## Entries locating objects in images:
* BEGIN *

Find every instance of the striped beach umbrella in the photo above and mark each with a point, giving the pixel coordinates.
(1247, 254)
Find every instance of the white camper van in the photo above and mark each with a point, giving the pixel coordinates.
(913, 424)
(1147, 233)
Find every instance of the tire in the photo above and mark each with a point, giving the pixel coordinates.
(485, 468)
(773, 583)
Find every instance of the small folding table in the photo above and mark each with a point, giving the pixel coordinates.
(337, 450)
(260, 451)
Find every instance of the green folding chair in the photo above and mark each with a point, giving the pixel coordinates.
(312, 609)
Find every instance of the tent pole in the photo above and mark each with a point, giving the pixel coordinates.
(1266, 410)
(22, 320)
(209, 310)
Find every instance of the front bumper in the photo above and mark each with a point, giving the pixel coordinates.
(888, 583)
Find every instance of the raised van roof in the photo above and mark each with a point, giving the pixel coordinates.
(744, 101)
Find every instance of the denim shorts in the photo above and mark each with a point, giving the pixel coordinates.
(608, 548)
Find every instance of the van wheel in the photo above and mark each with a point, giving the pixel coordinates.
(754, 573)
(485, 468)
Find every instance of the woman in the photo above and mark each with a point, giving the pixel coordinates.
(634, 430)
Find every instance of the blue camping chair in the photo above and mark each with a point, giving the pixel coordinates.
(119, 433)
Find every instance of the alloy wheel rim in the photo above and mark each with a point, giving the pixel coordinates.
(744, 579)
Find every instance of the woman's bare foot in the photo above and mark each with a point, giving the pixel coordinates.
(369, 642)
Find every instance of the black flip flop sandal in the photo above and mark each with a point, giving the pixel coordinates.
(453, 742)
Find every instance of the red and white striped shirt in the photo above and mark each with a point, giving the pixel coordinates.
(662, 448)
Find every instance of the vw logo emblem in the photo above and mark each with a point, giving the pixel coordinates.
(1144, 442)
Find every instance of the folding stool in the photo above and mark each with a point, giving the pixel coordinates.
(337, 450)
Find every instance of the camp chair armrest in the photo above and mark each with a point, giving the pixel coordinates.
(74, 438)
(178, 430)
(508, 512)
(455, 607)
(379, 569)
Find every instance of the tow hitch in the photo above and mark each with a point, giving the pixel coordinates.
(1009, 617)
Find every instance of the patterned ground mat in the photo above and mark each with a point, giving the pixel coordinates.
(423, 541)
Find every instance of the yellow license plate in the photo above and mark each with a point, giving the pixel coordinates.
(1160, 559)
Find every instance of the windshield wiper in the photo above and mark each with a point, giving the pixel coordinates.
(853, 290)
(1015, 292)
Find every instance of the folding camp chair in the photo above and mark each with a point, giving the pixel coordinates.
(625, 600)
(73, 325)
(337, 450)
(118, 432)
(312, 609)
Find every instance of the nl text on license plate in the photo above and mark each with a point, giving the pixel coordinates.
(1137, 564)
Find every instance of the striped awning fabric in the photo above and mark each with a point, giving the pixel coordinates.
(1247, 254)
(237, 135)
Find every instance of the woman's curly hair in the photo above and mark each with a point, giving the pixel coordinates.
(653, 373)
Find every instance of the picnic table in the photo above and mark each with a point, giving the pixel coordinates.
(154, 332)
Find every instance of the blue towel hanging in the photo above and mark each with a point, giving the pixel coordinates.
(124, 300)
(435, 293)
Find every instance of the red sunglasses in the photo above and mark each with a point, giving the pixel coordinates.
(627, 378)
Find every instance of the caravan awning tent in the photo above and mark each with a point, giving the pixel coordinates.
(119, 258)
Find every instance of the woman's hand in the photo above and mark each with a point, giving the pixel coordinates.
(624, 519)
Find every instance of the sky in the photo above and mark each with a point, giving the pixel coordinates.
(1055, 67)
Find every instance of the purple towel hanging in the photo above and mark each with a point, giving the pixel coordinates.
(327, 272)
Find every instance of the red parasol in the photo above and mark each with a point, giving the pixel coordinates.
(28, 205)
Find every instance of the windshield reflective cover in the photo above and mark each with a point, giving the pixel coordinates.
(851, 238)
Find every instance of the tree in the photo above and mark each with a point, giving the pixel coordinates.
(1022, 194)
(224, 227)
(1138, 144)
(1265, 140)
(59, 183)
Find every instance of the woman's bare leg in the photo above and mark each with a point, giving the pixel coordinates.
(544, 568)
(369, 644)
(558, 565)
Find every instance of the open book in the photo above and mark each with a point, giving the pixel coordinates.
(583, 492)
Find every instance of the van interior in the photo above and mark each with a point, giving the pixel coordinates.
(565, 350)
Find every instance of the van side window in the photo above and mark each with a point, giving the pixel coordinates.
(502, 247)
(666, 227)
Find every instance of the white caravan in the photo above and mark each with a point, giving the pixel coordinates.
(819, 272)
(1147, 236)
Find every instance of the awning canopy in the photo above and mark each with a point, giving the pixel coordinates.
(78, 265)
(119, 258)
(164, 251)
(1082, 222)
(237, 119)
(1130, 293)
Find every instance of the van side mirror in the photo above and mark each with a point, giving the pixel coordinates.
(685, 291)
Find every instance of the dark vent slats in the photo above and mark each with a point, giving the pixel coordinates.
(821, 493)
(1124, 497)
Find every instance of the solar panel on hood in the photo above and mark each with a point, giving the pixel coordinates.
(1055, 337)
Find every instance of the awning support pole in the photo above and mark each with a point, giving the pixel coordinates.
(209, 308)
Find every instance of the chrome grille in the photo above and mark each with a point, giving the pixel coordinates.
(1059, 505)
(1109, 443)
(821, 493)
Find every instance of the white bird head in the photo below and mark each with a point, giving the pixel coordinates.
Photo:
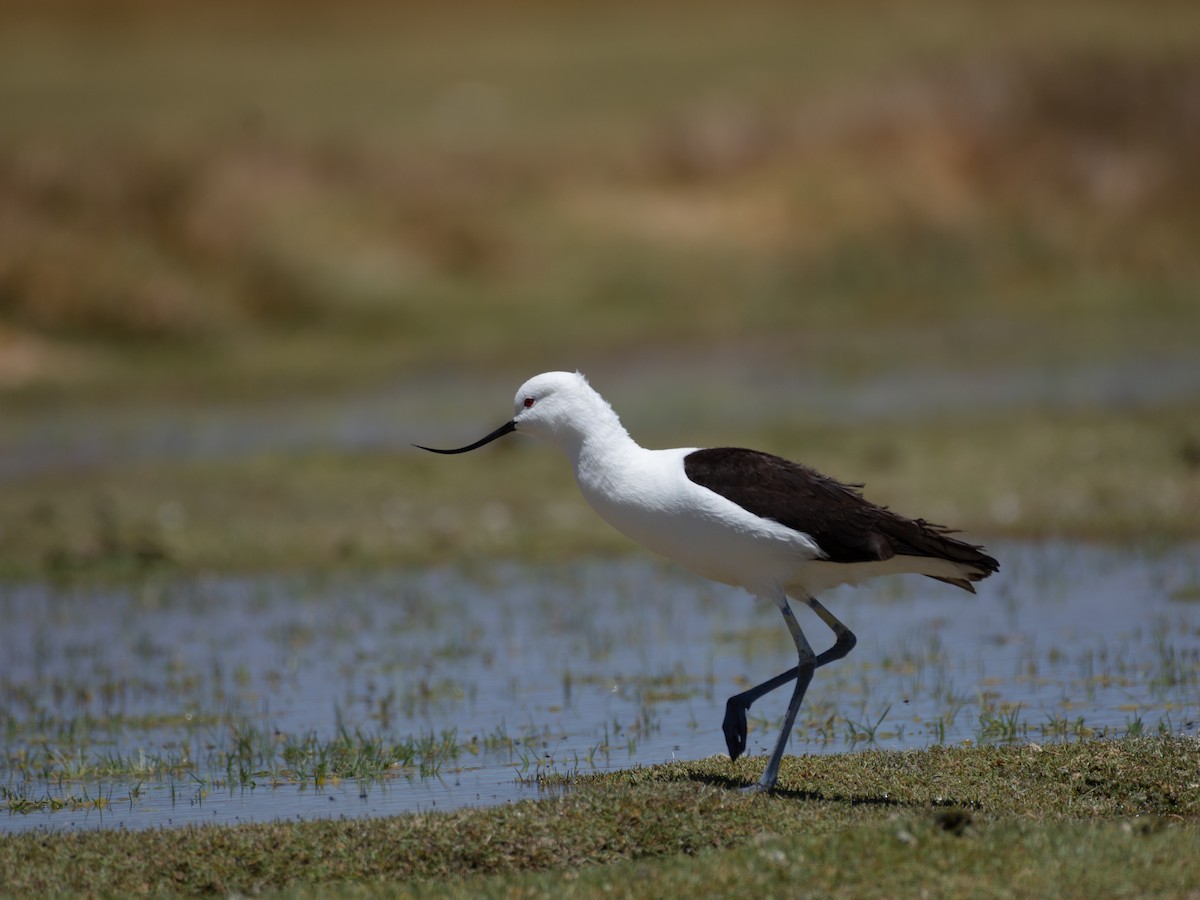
(559, 407)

* END *

## EXERCISE:
Turn every line of the entries above into a Markdown table with the columns "No." and "Line," numbering each row and omitting blank lines. Leave the pictures out of the table.

## SOLUTION FOR THIS TASK:
| No. | Line |
|---|---|
| 1 | Find every instance of the striped beach umbrella in the photo above and mark each with a point, giving the pixel coordinates. |
| 2 | (1247, 254) |
| 3 | Find every instance of the white camper van in the photo above and mark each with a point, giving the pixel coordinates. |
| 4 | (913, 424) |
| 5 | (1147, 233) |
| 6 | Find every instance of the tire in the photo above and mark each with a point, giving the pixel coordinates. |
| 7 | (485, 468) |
| 8 | (773, 583) |
| 9 | Find every instance of the small folding table in the photo above and mark each with a point, giving the pixel coordinates. |
| 10 | (337, 450) |
| 11 | (260, 451) |
| 12 | Find every instance of the green folding chair in the photo above and mark each with a point, giving the pixel coordinates. |
| 13 | (312, 609) |
| 14 | Find every instance of the tent pole in the photo above and mark each with a point, giving the pixel coordinates. |
| 15 | (1266, 410) |
| 16 | (22, 320) |
| 17 | (209, 310) |
| 18 | Find every instance of the front bumper in the photo above and mark each with a point, giving the pixel coordinates. |
| 19 | (888, 583) |
| 20 | Find every instance of the raised van roof in the photo above and mark each with a point, giving the pixel coordinates. |
| 21 | (744, 101) |
| 22 | Find every instance of the denim shorts in the photo above and mark each with a point, giving the pixel coordinates. |
| 23 | (608, 548) |
| 24 | Find every instance of the van wheel in the photo above and mark each with a point, giving the pixel coordinates. |
| 25 | (754, 573) |
| 26 | (485, 468) |
| 27 | Find every instance of the woman in the photo above and mark each with a point, giving the pixel coordinates. |
| 28 | (634, 430) |
| 29 | Find every instance of the blue camping chair in the photo above and mark each with a point, giving the pixel coordinates. |
| 30 | (119, 433) |
| 31 | Find every instance of the alloy wheel rim in the photo above and mark each with a point, giving the pixel coordinates. |
| 32 | (744, 579) |
| 33 | Find every instance of the woman's bare foot in the photo above and mark each with a point, giving the pixel coordinates. |
| 34 | (369, 642) |
| 35 | Find every instance of the black flip flop sandal in the photo above and mark each with a point, giving the pixel coordinates. |
| 36 | (453, 742) |
| 37 | Find every instance of the red and white striped shirt in the photo above and mark each with a point, giving the pixel coordinates. |
| 38 | (662, 448) |
| 39 | Find every instance of the vw logo emblem in the photo above and mark each with a point, giving the pixel coordinates. |
| 40 | (1144, 442) |
| 41 | Find every instance of the folding stool in the photo above and mark each with a point, giving the pixel coordinates. |
| 42 | (337, 450) |
| 43 | Find every instance of the camp chair armrest in the photo above and mark each with a point, giving the pixel coordinates. |
| 44 | (74, 438) |
| 45 | (178, 430) |
| 46 | (508, 512) |
| 47 | (455, 607) |
| 48 | (379, 569) |
| 49 | Find every instance of the tow hitch in the photo above and mark each with a point, giving the pixel coordinates. |
| 50 | (1009, 617) |
| 51 | Find every instance of the patterned ground mat in the photo above and mark each with a point, giving the pixel coordinates. |
| 52 | (423, 541) |
| 53 | Find every instance of the yellow license plate in the photo above and mark each with a point, giving the pixel coordinates. |
| 54 | (1160, 559) |
| 55 | Find every instance of the windshield wiper in the photo above and mark each with a point, giving the pixel coordinates. |
| 56 | (853, 290) |
| 57 | (1015, 292) |
| 58 | Find every instance of the folding camp chair in the photo above and mark each with a point, giving the pixel coordinates. |
| 59 | (625, 600) |
| 60 | (73, 325) |
| 61 | (337, 450) |
| 62 | (118, 432) |
| 63 | (312, 609) |
| 64 | Find every instance of the nl text on license plate in the photo above and mark each with a point, giving the pixel coordinates. |
| 65 | (1137, 564) |
| 66 | Find every instance of the striped awning fabric in the photo above and mark each with a point, giving the pixel coordinates. |
| 67 | (1247, 254) |
| 68 | (237, 135) |
| 69 | Find every instance of the woman's curly hair in the photo above and mark each with a point, giving the pixel coordinates. |
| 70 | (653, 373) |
| 71 | Find every instance of the picnic table in the photo above and mark each with a point, giving the pixel coordinates. |
| 72 | (154, 332) |
| 73 | Find every instance of the blue towel hanging in the photo above and mark each with a point, giving the pixel coordinates. |
| 74 | (124, 300) |
| 75 | (435, 293) |
| 76 | Find every instance of the red sunglasses in the photo above and mark each with a point, giving the pixel coordinates. |
| 77 | (627, 378) |
| 78 | Find every instance of the caravan awning tent in the photo above and mark each with a point, giving the pixel coordinates. |
| 79 | (119, 258) |
| 80 | Find every instance of the woman's hand in the photo above and mark each with a point, giving the pixel coordinates. |
| 81 | (624, 519) |
| 82 | Find every instance of the sky in the photo above and mark each with a point, giving the pixel coordinates. |
| 83 | (1055, 67) |
| 84 | Find every instance of the purple towel hanging in the photo above and mark each with a point, giving the pixel coordinates. |
| 85 | (327, 272) |
| 86 | Find every instance of the red parasol in the photo above and mark each with a point, giving the pixel coordinates. |
| 87 | (28, 205) |
| 88 | Find every instance of the windshield reflective cover in the photo above and mark each with a point, giving the pixel coordinates. |
| 89 | (851, 238) |
| 90 | Find every instance of the tree in the photo above and mark each with a point, giving the pixel coordinates. |
| 91 | (1022, 194) |
| 92 | (224, 227) |
| 93 | (1138, 144) |
| 94 | (1265, 140) |
| 95 | (59, 183) |
| 96 | Find every instance of the woman's bare leg in the photo above and mark each with a point, giving the pixel coordinates. |
| 97 | (544, 568) |
| 98 | (369, 644) |
| 99 | (558, 565) |
| 100 | Find every instance of the open book in the photo above and mark each with a point, giving the pixel coordinates. |
| 101 | (583, 492) |
| 102 | Find every instance of the van interior in the photo above and mark each with a point, giving the pixel coordinates. |
| 103 | (565, 350) |
| 104 | Find every instance of the van side window in the photo above and mark each with a point, giving the pixel coordinates. |
| 105 | (502, 247) |
| 106 | (666, 227) |
| 107 | Find every instance of the white caravan in the photo above and mark each with a point, giving the pixel coordinates. |
| 108 | (819, 272) |
| 109 | (1147, 236) |
| 110 | Find every instance of the awning canopy in the photo above and mark each with a point, giving the pixel coordinates. |
| 111 | (78, 265) |
| 112 | (119, 258) |
| 113 | (164, 251) |
| 114 | (1082, 222) |
| 115 | (237, 119) |
| 116 | (1130, 293) |
| 117 | Find every instance of the van side mirror in the photo above and mark each with a point, giving the pixel coordinates. |
| 118 | (685, 291) |
| 119 | Find every instance of the dark vent slats in the photo above and mark each with a point, giving the pixel coordinates. |
| 120 | (821, 493) |
| 121 | (1124, 497) |
| 122 | Find every instance of the solar panel on hood in the photo above and mark each with a point, giving the pixel coordinates. |
| 123 | (1055, 337) |
| 124 | Find every instance of the awning support pole in the photo above and mark each with a point, giving the pixel coordinates. |
| 125 | (209, 308) |
| 126 | Find every instance of the chrome grille in the photo above and mark each with a point, giving the pixel coordinates. |
| 127 | (1059, 505) |
| 128 | (1109, 443) |
| 129 | (821, 493) |
| 130 | Find every instance of the white bird head in the photo below and mark each with a point, giving the pixel coordinates. |
| 131 | Photo: |
| 132 | (559, 407) |